BEGIN

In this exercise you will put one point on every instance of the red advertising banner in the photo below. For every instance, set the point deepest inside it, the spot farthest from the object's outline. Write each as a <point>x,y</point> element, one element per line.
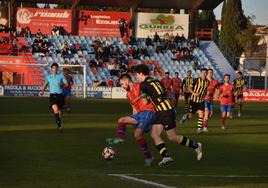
<point>44,19</point>
<point>101,24</point>
<point>255,95</point>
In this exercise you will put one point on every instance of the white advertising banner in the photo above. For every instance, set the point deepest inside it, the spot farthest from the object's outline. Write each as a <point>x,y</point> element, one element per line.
<point>149,23</point>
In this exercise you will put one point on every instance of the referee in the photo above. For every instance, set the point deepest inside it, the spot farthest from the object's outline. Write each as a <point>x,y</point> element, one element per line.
<point>56,83</point>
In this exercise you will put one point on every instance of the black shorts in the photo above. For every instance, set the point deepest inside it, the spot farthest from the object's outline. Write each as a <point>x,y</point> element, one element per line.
<point>167,119</point>
<point>187,96</point>
<point>195,106</point>
<point>57,99</point>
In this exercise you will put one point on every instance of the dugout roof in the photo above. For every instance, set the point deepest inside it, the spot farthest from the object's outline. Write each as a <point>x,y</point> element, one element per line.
<point>175,4</point>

END

▶ [Prompt] Would you write out all of the records exactly, omitting the pictures?

▶ [Answer area]
In this exercise you will put one point on every instance of the red advertising banner in the photo below. For every instance, set the point deepest inside it, the spot farthest from the object's outline. Write each as a <point>x,y</point> element, one element per line.
<point>44,19</point>
<point>101,24</point>
<point>255,95</point>
In this exercise you will put one point on every instance of the white advertising banner in the photo above. For every instance, set the point deepest inside it, the spot farthest from the object's outline. Write each as a <point>x,y</point> element, one element per line.
<point>149,23</point>
In this exercise you will put one point on every instance of the referee in the photo above. For every instance, set the point deepest inside it, the spot farthest from the object's outline. Write each as a <point>x,y</point> element, one element per line.
<point>56,83</point>
In this exercise you will put one point on every instance of the black shorts in the photo above. For every instance, set the point deepest inside it, the spot farthest from the object's outline. Write each as a <point>x,y</point> element, one element per line.
<point>167,119</point>
<point>187,96</point>
<point>195,106</point>
<point>57,99</point>
In this exercise you will put one point on every instance of the dugout roof in the photo above. For every instance, set the point deepest inside it, the spot farthest from the object's outline. Write each as a <point>x,y</point> element, one element per line.
<point>175,4</point>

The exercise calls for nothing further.